>>>>
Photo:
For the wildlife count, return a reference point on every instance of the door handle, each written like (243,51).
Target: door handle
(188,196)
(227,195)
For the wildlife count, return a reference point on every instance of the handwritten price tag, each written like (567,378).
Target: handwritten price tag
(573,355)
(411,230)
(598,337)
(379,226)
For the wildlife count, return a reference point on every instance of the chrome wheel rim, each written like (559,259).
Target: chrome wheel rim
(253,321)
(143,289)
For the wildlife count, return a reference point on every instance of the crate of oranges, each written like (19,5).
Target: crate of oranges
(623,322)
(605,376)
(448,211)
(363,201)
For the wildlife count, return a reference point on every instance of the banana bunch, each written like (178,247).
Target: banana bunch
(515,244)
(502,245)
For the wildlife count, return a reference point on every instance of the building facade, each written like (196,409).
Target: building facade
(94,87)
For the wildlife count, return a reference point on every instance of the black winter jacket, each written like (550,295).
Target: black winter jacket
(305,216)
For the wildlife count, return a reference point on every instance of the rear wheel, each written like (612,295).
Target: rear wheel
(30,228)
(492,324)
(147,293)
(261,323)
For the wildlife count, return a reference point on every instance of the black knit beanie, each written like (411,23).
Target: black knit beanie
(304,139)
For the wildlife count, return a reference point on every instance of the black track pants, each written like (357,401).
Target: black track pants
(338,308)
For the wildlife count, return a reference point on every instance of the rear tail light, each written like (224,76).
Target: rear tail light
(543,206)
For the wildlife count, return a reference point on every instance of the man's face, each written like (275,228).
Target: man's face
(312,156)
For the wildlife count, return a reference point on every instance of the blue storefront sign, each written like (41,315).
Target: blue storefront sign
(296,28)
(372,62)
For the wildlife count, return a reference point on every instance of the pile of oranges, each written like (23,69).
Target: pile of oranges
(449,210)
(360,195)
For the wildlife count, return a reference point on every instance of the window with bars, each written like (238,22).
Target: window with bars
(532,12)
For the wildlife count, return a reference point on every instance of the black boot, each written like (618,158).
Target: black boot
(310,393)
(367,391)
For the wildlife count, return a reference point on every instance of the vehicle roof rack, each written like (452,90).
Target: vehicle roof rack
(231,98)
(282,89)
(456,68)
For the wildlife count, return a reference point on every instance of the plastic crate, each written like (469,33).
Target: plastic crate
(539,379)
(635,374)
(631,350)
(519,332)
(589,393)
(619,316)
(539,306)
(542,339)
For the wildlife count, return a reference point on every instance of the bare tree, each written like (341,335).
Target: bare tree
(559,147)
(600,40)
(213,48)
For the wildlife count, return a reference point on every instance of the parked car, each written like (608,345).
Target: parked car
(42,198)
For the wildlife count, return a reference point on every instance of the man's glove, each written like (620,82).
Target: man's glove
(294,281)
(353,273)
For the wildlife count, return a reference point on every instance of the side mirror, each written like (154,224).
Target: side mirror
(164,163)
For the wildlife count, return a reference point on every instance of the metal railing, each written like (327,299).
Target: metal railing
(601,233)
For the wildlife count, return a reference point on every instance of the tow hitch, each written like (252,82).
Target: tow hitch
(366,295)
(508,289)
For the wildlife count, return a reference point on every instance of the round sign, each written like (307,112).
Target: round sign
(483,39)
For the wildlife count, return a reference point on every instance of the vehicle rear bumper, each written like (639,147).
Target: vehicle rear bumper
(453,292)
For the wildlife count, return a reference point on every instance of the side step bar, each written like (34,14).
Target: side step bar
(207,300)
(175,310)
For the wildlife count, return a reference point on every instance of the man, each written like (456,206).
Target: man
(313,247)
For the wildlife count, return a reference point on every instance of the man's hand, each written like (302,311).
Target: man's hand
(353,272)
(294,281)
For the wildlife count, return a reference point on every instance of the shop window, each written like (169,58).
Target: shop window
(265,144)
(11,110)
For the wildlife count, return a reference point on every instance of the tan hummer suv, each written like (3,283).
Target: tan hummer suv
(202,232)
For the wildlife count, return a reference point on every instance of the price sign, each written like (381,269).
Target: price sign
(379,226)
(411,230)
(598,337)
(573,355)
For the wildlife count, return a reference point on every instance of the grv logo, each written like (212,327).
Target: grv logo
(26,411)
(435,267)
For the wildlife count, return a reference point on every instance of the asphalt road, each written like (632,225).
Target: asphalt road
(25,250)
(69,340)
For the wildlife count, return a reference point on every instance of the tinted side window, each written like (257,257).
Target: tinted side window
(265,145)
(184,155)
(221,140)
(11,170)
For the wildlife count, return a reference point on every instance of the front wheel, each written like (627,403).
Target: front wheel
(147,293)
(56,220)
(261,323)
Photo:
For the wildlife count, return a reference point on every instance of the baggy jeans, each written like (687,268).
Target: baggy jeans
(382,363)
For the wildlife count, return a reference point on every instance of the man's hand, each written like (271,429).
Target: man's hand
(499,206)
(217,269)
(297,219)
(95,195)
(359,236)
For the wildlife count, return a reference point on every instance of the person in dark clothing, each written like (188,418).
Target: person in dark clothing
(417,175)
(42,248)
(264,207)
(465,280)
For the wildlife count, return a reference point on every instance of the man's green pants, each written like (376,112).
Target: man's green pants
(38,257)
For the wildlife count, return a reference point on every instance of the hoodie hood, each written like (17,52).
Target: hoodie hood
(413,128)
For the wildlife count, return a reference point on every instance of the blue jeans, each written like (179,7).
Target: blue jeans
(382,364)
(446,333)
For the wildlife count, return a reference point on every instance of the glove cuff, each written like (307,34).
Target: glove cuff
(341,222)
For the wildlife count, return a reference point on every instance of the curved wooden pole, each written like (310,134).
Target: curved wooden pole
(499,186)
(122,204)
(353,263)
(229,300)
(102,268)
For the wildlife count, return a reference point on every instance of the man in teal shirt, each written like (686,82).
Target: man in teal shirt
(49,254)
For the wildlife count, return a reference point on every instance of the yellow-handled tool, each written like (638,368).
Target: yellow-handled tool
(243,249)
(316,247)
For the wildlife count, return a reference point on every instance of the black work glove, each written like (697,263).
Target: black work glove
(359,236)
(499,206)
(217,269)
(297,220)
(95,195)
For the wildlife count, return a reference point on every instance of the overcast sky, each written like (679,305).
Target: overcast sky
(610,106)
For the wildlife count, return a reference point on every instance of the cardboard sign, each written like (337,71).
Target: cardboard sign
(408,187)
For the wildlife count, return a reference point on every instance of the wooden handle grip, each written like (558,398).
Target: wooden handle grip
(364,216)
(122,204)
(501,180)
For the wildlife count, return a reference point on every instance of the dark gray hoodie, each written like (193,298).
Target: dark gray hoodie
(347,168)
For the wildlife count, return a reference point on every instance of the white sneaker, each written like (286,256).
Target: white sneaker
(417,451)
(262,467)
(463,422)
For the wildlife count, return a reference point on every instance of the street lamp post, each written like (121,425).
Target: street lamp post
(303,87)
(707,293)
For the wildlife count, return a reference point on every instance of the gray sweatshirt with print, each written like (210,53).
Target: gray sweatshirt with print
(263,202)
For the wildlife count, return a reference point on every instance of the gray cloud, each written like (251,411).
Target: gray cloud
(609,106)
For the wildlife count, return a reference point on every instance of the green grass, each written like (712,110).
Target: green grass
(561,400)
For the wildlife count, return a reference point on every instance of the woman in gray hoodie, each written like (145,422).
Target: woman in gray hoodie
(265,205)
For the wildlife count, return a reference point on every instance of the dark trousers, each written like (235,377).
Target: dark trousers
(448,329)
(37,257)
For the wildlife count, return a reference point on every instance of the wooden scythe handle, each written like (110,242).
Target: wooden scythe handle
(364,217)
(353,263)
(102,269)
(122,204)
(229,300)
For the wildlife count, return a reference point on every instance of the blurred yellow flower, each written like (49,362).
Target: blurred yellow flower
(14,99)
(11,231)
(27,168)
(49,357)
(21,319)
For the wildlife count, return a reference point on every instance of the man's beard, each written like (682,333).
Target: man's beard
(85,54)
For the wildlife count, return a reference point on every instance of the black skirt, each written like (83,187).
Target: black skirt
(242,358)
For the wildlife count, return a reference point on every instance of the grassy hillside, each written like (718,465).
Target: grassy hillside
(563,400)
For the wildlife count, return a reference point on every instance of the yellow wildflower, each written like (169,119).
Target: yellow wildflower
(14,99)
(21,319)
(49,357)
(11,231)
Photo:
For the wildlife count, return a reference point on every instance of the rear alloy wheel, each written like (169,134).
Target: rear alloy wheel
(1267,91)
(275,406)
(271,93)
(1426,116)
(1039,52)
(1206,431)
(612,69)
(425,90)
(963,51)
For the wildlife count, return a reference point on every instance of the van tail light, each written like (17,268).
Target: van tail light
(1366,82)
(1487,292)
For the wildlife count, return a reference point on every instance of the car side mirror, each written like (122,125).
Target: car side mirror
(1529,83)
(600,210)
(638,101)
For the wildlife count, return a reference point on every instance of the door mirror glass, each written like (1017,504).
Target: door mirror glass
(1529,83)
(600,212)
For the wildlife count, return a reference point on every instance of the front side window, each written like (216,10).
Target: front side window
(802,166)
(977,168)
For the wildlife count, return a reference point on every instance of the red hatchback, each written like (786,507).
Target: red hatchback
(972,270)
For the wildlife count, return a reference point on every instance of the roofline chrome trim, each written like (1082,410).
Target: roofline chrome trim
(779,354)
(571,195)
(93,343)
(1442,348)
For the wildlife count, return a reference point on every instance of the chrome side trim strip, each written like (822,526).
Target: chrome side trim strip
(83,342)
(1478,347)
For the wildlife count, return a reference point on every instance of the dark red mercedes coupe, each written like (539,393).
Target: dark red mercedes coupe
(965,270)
<<<<
## [ЗАДАНИЕ]
Перепишите строки данных, начиная со строки с «written like (122,125).» и до последней строки данных (обе включительно), вместе с запросами. Все координаты в ответах умножьте на 2,15 и округлите до целых, половины вверх.

## [ОТВЕТ]
For the wildlife count, return a reference point on every instance of the car side mirror, each written like (122,125).
Target: car side mirror
(3287,178)
(1290,452)
(1372,217)
For the wildlife count, return a reference point on every instance of the door mirror glass, each written like (1017,504).
Target: door mirror glass
(3287,178)
(1290,456)
For the wildlife count, return a reference point on every instance of the front side window, each written like (216,10).
Target: front side window
(1724,357)
(2101,361)
For the wildlife count, return a reference point on every instance of the red hatchback, each written like (786,507).
Target: red hatchback
(2090,581)
For the wildlife count, return a reference point on every instance of the roofline chrome trim, each written like (1082,410).
Target: roofline chrome trim
(1675,761)
(1228,419)
(200,737)
(3100,748)
For the wildlife count, return a reference point on every instance of the chrome side trim strip, each written like (822,526).
Target: chrome side trim strip
(178,735)
(3178,746)
For the wildlife count, return a reference point on every instance of the dark red mercedes coupe, each written like (539,393).
Target: dark red mercedes coupe
(2075,581)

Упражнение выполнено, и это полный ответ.